Re: Are we "special"?
Noel Dickover (email@example.com)
Wed, 4 Dec 1996 11:55:29 -0500
In article <581ned$289@news.NL.net>, G.Hanenburg@inter.nl.net says...
> Paul@crowleyp.demon.co.uk (Paul Crowley) wrote:
> >Our "specialness" is manifest in the extent of our culture by
> >comparison with that of animals, but that may not be a good
> >enough for a scientist. We must be be able to show that we are
> >"special" in our physiology. This is entirely possible.
> Our physiology is basically that of a mammal. If you have studied
> human physiology then you know pretty well how mammals function in
> general. Physiologically we are not very "special".
I think one would have a hard time showing that a human is "special" if
looked at only as a single entity. Understanding that "special" is a
very subjective term, I think that the specialness is completely embedded
in our social structure and language. The fact that we can discuss
events that happened in the past or might happen in the future sets us
apart from almost all other species (last I heard there might be some
questions as to whether certain whale species can do this). This allows
us to adapt to a wide variety of habitats, including possibly in the
future, habitats not located on earth.

## INPUT DATA

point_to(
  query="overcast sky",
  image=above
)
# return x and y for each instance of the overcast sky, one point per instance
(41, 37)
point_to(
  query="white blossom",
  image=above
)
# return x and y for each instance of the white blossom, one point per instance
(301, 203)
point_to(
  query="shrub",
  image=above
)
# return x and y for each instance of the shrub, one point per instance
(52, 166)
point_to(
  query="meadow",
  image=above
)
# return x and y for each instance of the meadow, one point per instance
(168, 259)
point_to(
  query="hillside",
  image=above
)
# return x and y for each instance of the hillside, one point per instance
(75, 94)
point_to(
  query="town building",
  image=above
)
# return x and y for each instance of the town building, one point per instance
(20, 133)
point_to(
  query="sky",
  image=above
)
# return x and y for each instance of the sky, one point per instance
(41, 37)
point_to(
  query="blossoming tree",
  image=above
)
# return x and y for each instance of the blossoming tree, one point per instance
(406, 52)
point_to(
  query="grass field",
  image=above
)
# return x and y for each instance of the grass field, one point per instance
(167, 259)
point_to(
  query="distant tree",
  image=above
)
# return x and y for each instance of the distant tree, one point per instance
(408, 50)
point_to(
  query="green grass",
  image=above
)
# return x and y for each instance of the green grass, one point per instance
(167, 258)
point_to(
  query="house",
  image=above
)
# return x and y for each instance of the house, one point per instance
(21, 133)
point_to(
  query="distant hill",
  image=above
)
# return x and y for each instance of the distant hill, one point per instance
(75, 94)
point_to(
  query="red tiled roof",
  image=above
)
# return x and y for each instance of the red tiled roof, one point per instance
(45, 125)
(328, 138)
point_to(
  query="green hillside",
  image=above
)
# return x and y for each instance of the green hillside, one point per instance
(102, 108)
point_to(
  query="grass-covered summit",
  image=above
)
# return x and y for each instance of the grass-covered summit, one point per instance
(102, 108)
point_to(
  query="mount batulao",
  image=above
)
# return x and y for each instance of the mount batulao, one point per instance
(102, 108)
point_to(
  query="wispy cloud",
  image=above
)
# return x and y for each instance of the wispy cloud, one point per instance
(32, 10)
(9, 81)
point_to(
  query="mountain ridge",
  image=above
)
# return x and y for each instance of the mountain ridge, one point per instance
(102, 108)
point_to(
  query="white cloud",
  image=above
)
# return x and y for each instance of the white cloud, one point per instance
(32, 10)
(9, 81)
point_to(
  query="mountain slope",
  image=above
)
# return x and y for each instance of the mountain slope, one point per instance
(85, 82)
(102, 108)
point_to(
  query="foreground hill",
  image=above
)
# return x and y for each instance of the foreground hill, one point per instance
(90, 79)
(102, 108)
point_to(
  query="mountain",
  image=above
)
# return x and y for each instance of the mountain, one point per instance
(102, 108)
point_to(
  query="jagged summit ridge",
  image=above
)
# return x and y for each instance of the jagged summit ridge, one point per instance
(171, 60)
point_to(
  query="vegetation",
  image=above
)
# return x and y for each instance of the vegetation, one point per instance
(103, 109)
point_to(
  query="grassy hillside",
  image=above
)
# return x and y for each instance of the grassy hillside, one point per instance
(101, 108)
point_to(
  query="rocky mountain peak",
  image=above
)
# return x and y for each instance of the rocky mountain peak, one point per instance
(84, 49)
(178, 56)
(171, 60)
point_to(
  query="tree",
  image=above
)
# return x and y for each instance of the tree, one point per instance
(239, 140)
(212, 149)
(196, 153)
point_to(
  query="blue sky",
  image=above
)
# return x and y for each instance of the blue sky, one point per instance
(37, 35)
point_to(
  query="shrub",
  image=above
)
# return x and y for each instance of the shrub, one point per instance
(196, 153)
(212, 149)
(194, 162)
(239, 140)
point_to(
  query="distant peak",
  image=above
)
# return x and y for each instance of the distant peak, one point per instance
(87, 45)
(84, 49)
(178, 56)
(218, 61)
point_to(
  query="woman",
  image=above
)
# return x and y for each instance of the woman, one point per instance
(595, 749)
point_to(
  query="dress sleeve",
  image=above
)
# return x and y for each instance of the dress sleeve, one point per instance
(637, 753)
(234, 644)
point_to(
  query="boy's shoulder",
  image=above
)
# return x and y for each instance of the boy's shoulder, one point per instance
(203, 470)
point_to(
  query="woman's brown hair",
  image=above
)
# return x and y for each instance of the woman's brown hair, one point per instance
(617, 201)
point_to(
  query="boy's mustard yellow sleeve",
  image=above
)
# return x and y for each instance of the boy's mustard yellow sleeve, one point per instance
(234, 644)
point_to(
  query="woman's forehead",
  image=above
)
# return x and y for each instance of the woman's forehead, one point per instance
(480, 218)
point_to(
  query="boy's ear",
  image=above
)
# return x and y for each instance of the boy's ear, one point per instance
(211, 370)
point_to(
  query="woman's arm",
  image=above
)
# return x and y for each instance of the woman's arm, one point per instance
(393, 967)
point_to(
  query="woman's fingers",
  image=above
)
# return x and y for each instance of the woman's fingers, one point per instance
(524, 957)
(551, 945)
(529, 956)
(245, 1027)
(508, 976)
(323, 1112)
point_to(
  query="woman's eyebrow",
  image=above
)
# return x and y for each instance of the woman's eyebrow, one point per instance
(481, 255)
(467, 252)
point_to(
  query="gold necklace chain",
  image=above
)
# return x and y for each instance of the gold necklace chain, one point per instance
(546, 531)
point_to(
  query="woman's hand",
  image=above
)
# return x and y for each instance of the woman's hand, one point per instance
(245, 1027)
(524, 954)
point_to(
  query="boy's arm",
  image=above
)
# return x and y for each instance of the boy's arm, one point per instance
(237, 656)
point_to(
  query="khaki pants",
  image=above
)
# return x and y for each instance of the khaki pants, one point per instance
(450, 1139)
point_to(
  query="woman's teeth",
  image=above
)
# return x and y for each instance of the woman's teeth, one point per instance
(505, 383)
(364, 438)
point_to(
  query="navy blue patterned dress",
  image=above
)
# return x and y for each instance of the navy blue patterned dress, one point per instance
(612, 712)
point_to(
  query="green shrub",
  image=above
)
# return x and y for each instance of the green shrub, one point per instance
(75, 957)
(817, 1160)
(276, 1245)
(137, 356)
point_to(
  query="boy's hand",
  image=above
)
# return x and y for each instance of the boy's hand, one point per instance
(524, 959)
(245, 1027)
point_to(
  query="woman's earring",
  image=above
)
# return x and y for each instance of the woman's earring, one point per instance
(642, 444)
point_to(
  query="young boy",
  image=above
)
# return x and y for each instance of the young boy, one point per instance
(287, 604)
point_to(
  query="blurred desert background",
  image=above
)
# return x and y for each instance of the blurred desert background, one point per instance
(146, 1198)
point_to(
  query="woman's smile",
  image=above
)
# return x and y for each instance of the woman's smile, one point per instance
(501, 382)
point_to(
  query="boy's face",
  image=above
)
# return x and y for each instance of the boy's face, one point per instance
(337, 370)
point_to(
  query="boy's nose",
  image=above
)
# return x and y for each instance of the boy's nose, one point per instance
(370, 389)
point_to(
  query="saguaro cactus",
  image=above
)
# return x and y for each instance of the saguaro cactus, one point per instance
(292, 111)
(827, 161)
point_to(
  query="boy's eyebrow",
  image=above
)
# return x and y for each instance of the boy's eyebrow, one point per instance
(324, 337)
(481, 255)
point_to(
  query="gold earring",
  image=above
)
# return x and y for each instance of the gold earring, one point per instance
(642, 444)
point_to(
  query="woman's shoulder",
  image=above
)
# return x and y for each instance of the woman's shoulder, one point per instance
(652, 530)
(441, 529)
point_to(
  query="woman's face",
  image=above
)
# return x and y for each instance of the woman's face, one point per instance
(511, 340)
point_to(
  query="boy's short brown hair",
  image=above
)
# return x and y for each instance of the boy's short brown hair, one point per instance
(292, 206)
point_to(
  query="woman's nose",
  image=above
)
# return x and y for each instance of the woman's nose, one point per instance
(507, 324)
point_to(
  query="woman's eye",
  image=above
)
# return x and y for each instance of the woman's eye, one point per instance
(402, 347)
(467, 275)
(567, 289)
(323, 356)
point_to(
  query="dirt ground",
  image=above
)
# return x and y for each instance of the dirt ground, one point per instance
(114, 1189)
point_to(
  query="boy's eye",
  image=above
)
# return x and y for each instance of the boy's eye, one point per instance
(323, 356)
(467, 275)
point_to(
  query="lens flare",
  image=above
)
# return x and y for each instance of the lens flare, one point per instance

## TASKS AND EXERCISES
1 - Copy out the part of the post on whether humans are "special" from "Wed, 4 Dec 1996" to "is entirely possible.".
2 - Carry the post on whether humans are "special" further, starting right after its final sentence.

## ANSWER LIST
1 -
Wed, 4 Dec 1996 11:55:29 -0500
In article <581ned$289@news.NL.net>, G.Hanenburg@inter.nl.net says...
> Paul@crowleyp.demon.co.uk (Paul Crowley) wrote:
> >Our "specialness" is manifest in the extent of our culture by
> >comparison with that of animals, but that may not be a good
> >enough for a scientist. We must be be able to show that we are
> >"special" in our physiology. This is entirely possible.

2 -
Leaving aside the point that an infant would not survive without this
social structure, I think we would find that a human that was raised by
itself would not display a lot of special properties. Physiologically,
we are not very special, but within our social structures, I think its
pretty easy to make the case that we are at a minimum, very different,
(which we interpret to mean very special) from anything else on this
> The major differences between human and chimpanzee brains are relative
> size and the degree of interconnectivity. These differences can in
> principle be the result of differences in developmental timing
> (heterochrony) or allometric relationships.These in their turn can be
> the result of mutations in only a few (regulatory) genes. The
> differences do not require millions of mutations.
Kinda sounds like Bateson's "difference that makes the difference".